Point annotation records
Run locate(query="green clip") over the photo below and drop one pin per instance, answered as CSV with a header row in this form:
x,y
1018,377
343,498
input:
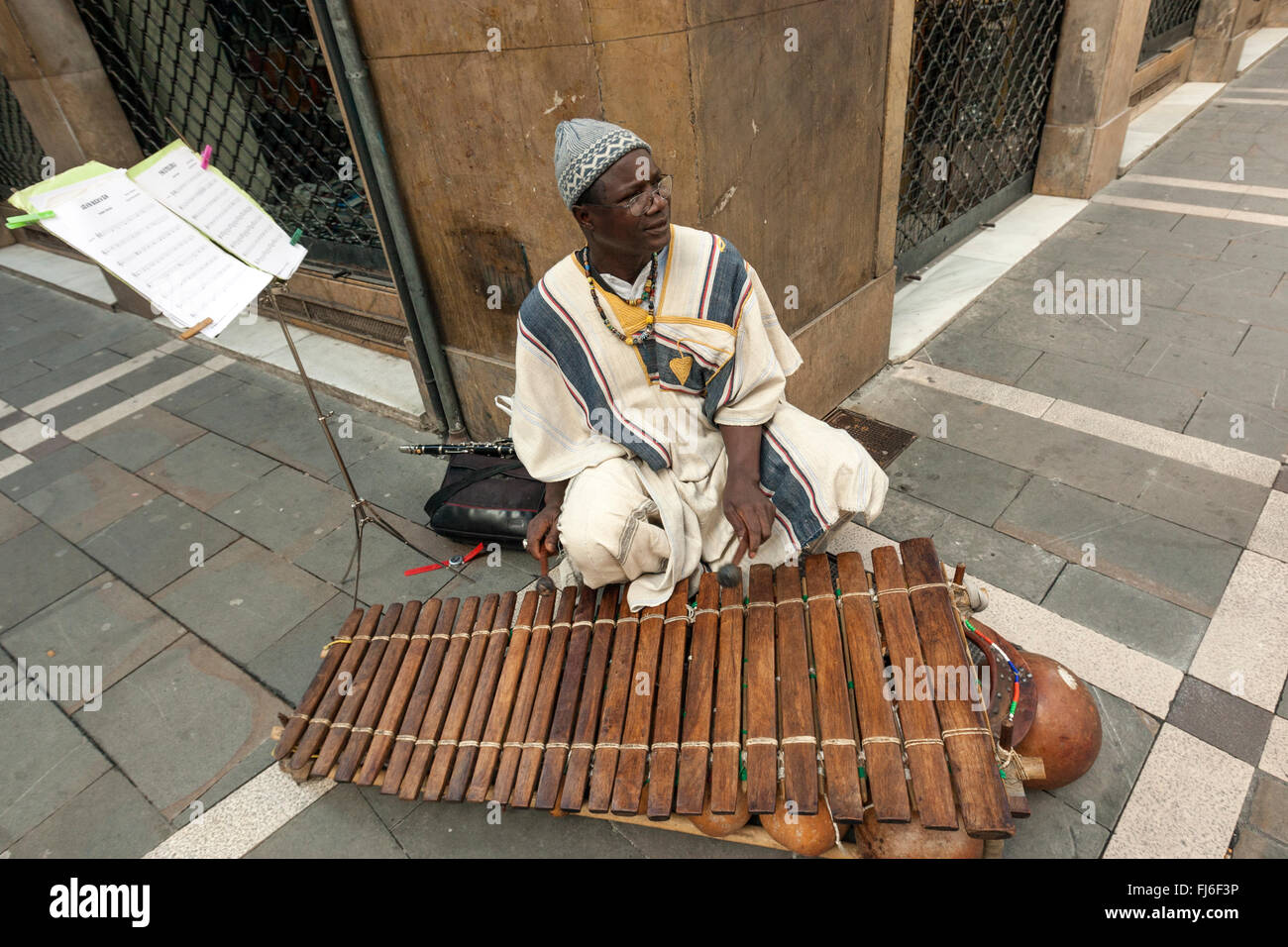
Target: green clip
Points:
x,y
16,222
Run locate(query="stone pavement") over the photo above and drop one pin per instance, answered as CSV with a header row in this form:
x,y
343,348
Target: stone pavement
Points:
x,y
1127,476
1117,483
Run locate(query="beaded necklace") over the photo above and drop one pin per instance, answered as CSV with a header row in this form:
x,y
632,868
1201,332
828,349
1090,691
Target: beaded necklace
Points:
x,y
645,296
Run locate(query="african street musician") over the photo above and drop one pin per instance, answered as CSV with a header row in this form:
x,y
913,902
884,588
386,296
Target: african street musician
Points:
x,y
649,394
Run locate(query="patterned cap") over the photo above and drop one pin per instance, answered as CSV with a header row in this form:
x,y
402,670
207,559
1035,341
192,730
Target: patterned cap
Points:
x,y
585,149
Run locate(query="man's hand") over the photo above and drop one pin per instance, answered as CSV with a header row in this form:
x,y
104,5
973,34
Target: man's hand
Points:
x,y
544,527
750,512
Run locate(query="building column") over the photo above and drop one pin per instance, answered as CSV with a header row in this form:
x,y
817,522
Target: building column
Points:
x,y
1219,34
1087,112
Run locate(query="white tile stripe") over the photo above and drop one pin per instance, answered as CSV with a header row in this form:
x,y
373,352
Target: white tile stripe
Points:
x,y
102,377
1111,665
1196,209
129,406
1185,802
1224,185
245,817
1244,648
1253,102
1186,449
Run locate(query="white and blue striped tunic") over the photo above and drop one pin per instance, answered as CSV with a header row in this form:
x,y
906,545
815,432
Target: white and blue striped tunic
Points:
x,y
634,429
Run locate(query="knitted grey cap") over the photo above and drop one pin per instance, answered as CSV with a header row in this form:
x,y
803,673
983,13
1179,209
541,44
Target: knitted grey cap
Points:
x,y
585,149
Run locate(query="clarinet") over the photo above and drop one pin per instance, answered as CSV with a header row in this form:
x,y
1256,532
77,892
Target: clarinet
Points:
x,y
484,449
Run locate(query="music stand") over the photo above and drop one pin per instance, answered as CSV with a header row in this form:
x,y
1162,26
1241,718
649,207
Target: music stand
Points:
x,y
364,510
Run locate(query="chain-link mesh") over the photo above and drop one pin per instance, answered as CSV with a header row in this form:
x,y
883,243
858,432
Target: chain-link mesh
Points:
x,y
20,151
978,85
1167,22
248,78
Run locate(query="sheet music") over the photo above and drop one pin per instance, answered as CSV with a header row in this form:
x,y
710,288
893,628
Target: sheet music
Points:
x,y
213,204
110,219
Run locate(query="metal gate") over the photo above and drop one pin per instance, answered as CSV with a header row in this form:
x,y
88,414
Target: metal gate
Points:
x,y
20,151
1168,21
248,78
979,80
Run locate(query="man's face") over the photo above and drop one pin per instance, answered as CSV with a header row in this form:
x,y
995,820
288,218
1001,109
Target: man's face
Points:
x,y
614,226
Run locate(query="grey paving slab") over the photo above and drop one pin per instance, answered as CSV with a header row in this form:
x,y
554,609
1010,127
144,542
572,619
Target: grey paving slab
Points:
x,y
384,560
1222,719
1253,844
151,373
246,770
1198,330
88,500
108,818
463,831
143,437
1145,236
284,510
207,471
153,547
102,624
1257,311
1160,403
13,519
1055,831
40,567
47,762
296,440
954,479
1228,375
1129,187
288,664
1126,737
1263,431
1164,560
1223,506
244,599
200,392
1087,254
85,406
1266,808
993,557
906,517
979,356
22,344
99,337
1067,335
21,373
397,482
1256,253
1266,346
241,414
48,470
1117,213
51,380
339,825
1127,615
146,337
180,722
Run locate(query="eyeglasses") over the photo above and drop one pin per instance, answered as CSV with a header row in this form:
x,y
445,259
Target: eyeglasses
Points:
x,y
640,202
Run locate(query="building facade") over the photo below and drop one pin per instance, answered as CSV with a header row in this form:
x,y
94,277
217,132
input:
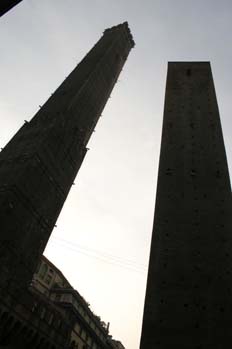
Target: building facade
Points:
x,y
38,166
86,329
7,5
189,288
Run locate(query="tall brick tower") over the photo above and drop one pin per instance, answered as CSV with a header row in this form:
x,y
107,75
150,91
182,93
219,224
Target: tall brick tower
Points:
x,y
188,301
39,164
7,5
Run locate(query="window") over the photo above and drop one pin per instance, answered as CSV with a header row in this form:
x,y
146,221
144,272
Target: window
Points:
x,y
48,279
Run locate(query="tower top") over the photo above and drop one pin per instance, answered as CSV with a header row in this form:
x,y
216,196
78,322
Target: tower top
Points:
x,y
124,27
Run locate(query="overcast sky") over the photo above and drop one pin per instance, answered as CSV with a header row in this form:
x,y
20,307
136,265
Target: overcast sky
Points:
x,y
102,239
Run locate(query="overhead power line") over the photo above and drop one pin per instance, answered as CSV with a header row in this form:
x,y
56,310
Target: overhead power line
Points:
x,y
102,256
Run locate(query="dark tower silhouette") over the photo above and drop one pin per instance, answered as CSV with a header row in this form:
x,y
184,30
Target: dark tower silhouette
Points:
x,y
189,289
38,166
6,5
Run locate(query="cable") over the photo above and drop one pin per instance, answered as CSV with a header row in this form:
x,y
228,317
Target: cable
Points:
x,y
116,262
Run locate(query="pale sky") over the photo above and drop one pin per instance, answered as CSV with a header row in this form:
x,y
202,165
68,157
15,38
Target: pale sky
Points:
x,y
102,239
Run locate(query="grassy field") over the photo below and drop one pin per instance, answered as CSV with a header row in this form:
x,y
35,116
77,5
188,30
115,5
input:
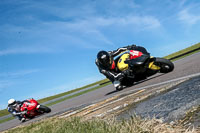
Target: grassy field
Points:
x,y
5,112
184,51
78,125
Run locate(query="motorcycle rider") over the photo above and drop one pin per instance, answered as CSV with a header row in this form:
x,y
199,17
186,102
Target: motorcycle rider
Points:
x,y
107,66
14,108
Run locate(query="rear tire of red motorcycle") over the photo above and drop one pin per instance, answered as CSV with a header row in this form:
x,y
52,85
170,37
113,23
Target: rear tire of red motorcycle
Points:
x,y
165,64
45,109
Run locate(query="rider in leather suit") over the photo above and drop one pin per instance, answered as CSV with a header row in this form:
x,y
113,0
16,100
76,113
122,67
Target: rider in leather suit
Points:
x,y
107,66
14,108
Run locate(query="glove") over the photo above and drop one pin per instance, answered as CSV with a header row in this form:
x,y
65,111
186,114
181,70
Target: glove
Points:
x,y
24,112
119,76
126,72
131,47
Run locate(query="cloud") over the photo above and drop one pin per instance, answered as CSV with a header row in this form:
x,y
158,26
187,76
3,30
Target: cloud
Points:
x,y
18,73
186,17
25,50
4,84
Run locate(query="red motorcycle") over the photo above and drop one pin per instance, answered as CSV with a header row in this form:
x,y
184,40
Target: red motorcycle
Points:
x,y
33,108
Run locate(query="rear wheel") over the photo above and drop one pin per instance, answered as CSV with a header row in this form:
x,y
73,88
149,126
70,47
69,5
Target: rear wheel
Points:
x,y
44,109
164,64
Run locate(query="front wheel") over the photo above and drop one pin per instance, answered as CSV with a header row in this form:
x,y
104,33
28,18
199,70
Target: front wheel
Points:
x,y
164,64
44,109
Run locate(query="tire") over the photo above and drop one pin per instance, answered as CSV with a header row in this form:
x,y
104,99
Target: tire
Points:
x,y
165,65
44,109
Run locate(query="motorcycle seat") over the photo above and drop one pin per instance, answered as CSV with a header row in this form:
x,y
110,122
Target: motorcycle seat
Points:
x,y
137,61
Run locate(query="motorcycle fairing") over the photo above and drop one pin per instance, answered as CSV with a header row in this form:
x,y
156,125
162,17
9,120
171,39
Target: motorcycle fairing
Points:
x,y
137,61
152,66
127,55
120,64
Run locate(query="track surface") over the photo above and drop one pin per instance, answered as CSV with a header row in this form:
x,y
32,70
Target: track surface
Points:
x,y
183,67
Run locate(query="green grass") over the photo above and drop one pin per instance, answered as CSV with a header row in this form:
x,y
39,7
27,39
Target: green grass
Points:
x,y
71,91
78,125
184,51
3,112
7,119
78,94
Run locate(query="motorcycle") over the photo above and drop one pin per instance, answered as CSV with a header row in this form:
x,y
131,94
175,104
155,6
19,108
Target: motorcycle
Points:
x,y
139,66
32,108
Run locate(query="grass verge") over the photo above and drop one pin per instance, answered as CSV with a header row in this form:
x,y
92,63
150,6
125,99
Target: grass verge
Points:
x,y
7,119
79,125
78,94
184,51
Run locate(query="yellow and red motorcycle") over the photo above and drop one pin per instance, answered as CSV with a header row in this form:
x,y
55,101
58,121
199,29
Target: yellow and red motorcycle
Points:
x,y
139,66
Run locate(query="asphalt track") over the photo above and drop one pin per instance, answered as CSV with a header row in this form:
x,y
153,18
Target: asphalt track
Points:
x,y
183,68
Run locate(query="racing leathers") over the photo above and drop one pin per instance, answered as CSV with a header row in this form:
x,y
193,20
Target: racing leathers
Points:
x,y
113,73
15,110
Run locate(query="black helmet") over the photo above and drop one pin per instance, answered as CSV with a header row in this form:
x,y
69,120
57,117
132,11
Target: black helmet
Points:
x,y
105,59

## YOUR GOAL
Report every line of the material above that contains the string "racing", and treat case as significant.

## ANSWER FOR THE TASK
Run locate(query="racing leathers") over the photo above and drop one pin per instance, answered as CSV with a header row in this form:
Target: racing leathers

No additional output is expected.